(Segmentation data)
+++++

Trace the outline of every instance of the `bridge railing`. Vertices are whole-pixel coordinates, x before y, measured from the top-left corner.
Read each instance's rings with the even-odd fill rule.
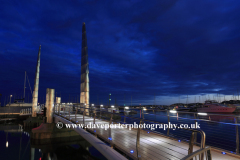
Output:
[[[160,123],[158,121],[144,119],[144,116],[139,118],[134,115],[125,115],[125,112],[123,112],[122,114],[109,112],[108,109],[105,109],[105,108],[101,108],[101,109],[100,108],[89,108],[87,111],[85,111],[85,109],[86,109],[85,107],[79,107],[79,106],[75,107],[75,106],[70,106],[70,105],[65,106],[65,107],[66,108],[64,109],[64,111],[61,112],[59,115],[71,120],[72,122],[81,123],[84,125],[86,125],[86,121],[85,121],[86,114],[88,114],[88,117],[91,117],[90,121],[92,122],[92,124],[95,124],[97,119],[105,120],[105,122],[108,123],[109,125],[112,123],[133,124],[134,122],[137,123],[138,125],[143,124],[143,123],[164,124],[164,123]],[[55,110],[55,113],[58,114],[58,111]],[[81,114],[82,117],[78,118],[78,114]],[[89,119],[88,119],[88,122],[89,122]],[[200,135],[201,135],[200,136],[201,137],[200,138],[200,148],[201,149],[205,148],[206,135],[202,130],[189,129],[189,128],[182,128],[182,130],[190,132],[191,136],[189,136],[190,137],[189,138],[189,147],[187,150],[185,150],[186,154],[184,155],[184,154],[178,153],[178,154],[180,154],[180,156],[185,157],[187,154],[191,154],[193,152],[194,137],[195,137],[196,133],[200,133]],[[107,141],[110,144],[110,146],[114,146],[114,142],[118,141],[118,139],[120,138],[120,137],[118,137],[118,139],[116,139],[115,137],[112,137],[112,131],[114,131],[114,130],[112,130],[111,128],[108,128],[108,133],[107,133],[108,140]],[[97,133],[96,130],[92,130],[92,132],[96,135],[101,134],[101,133]],[[130,141],[132,141],[131,143],[135,143],[135,147],[136,147],[135,158],[137,157],[138,159],[140,159],[141,157],[144,157],[144,151],[146,151],[146,149],[143,146],[154,143],[152,141],[149,141],[146,138],[142,138],[142,136],[144,136],[144,137],[149,136],[149,133],[150,132],[148,130],[143,130],[143,129],[138,128],[137,134],[135,135],[136,136],[135,140],[132,140],[132,139],[130,140]],[[151,131],[151,133],[155,134],[156,132]],[[167,135],[167,136],[169,136],[169,135]],[[174,139],[173,137],[171,137],[171,138]],[[177,139],[175,139],[175,140],[177,140]],[[152,145],[157,145],[157,143],[152,144]],[[173,144],[171,144],[171,145],[172,145],[172,147],[179,149],[178,145],[173,145]],[[164,146],[163,146],[163,150],[161,151],[162,154],[170,154],[170,153],[166,153],[164,151],[165,149],[166,148],[164,148]],[[180,149],[183,149],[183,148],[180,147]],[[201,160],[202,160],[202,158],[201,158]]]
[[[212,160],[211,148],[206,147],[199,149],[188,156],[182,158],[181,160]]]

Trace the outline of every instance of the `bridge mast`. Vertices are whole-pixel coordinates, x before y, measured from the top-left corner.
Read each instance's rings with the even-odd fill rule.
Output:
[[[88,115],[89,109],[89,68],[88,68],[88,52],[87,52],[87,35],[86,27],[83,22],[82,26],[82,55],[81,55],[81,94],[80,103],[85,107],[85,111]]]

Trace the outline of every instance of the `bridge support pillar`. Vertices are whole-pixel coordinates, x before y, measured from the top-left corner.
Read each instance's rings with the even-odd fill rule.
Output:
[[[47,88],[46,93],[47,123],[53,122],[54,92],[55,89]]]

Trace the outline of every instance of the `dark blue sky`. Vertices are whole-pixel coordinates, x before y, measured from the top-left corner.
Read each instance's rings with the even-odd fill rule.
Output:
[[[240,90],[239,0],[2,1],[2,103],[23,95],[24,71],[33,88],[40,44],[40,101],[46,88],[65,102],[79,97],[82,22],[91,103],[107,104],[109,93],[118,104],[124,95],[153,104],[154,94],[171,104]]]

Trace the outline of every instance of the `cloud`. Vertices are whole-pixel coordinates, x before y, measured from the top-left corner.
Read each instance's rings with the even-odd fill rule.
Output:
[[[81,27],[86,22],[90,101],[175,103],[179,95],[236,93],[240,3],[199,1],[4,1],[0,6],[0,92],[33,88],[42,45],[40,96],[80,94]],[[175,97],[175,98],[174,98]]]

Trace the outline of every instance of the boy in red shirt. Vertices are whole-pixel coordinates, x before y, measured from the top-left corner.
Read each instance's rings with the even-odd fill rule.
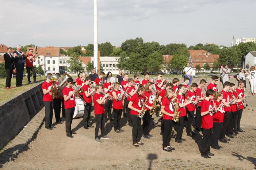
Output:
[[[188,96],[190,100],[192,100],[191,102],[195,104],[195,104],[197,102],[195,95],[195,91],[198,86],[198,85],[196,83],[192,83],[192,84],[191,85],[191,89],[187,92],[187,95],[185,100],[186,102],[187,102],[188,100],[190,100],[188,97]],[[193,118],[194,117],[194,113],[196,109],[195,108],[194,105],[192,103],[190,104],[187,105],[187,113],[188,114],[188,125],[187,128],[187,133],[188,136],[190,137],[194,137],[196,134],[194,132],[192,131],[191,126],[192,124]]]
[[[210,100],[214,97],[215,92],[212,89],[207,90],[206,97],[202,101],[201,109],[201,116],[202,117],[202,125],[203,128],[203,141],[202,149],[201,150],[201,156],[205,158],[210,158],[209,156],[214,156],[214,154],[210,152],[210,145],[212,133],[211,128],[213,127],[213,111],[215,110],[215,106],[213,107]]]
[[[124,131],[121,129],[120,120],[122,112],[123,111],[123,99],[125,91],[122,92],[119,90],[120,84],[118,82],[114,84],[114,89],[112,92],[112,94],[117,100],[113,100],[113,112],[114,114],[114,126],[115,131],[117,133],[121,133],[121,131]]]
[[[128,85],[128,74],[127,73],[125,73],[123,76],[123,80],[122,82],[122,86],[123,88],[123,90],[125,92],[126,90],[126,88]],[[127,102],[127,98],[125,97],[124,102],[123,103],[123,117],[127,117],[127,112],[128,110],[128,104]]]
[[[71,124],[74,112],[74,107],[76,106],[74,94],[76,92],[72,88],[73,81],[73,79],[72,78],[68,78],[67,85],[62,90],[66,113],[66,132],[67,136],[70,138],[73,138],[72,134],[74,134],[71,131]]]
[[[104,88],[104,91],[105,93],[109,94],[110,96],[112,95],[112,90],[114,89],[114,85],[109,82],[109,78],[111,77],[111,76],[108,76],[107,78],[107,82],[104,83],[103,86]],[[111,115],[111,110],[112,109],[112,105],[113,104],[113,101],[107,98],[105,102],[104,108],[105,110],[105,116],[107,118],[107,116],[108,115],[108,119],[112,121],[114,120],[112,116]],[[106,119],[106,121],[107,121]]]
[[[51,75],[50,73],[47,73],[46,81],[42,85],[42,89],[43,93],[43,101],[45,109],[45,128],[47,129],[56,128],[52,126],[53,115],[53,101],[51,97],[51,82],[49,77]]]
[[[172,89],[174,91],[174,93],[177,94],[179,93],[179,88],[178,88],[178,85],[180,82],[180,80],[178,78],[174,78],[172,79]]]
[[[98,79],[96,78],[95,80]],[[84,113],[83,118],[84,122],[84,128],[89,129],[89,128],[93,128],[94,126],[89,124],[91,117],[91,112],[92,109],[92,95],[95,92],[95,89],[91,88],[91,80],[89,77],[85,77],[85,82],[82,88],[84,89],[82,93],[84,100],[86,102],[86,105],[84,106]]]
[[[106,83],[104,83],[105,84]],[[105,96],[103,96],[102,87],[100,85],[96,85],[95,87],[96,92],[92,98],[94,103],[94,114],[96,118],[96,127],[95,128],[95,141],[98,143],[101,143],[99,136],[99,129],[100,128],[101,133],[101,139],[108,139],[110,138],[107,136],[105,133],[105,123],[107,117],[104,115],[104,102],[108,96],[110,95],[106,93]]]
[[[189,81],[189,80],[188,80]],[[196,88],[196,93],[197,101],[202,101],[203,100],[204,95],[203,94],[202,88],[204,88],[205,85],[206,84],[206,81],[205,79],[202,79],[200,80],[199,84]],[[200,102],[198,105],[198,109],[196,110],[195,113],[195,126],[196,130],[198,131],[201,130],[201,124],[202,122],[201,121],[201,107],[202,106],[202,102]]]
[[[182,138],[182,137],[183,130],[184,129],[185,118],[187,116],[187,112],[185,106],[188,104],[191,103],[192,101],[189,100],[186,103],[185,102],[185,98],[183,94],[186,90],[186,89],[183,86],[183,85],[182,84],[179,85],[178,87],[179,93],[177,95],[176,98],[178,100],[179,110],[180,112],[180,113],[179,117],[179,126],[178,126],[177,135],[176,135],[175,141],[179,143],[182,143],[182,141],[185,140],[185,139]]]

+++++

# The problem
How many lines of the data above contain the string "Trace", with case counting? Give only the number.

# Result of the task
6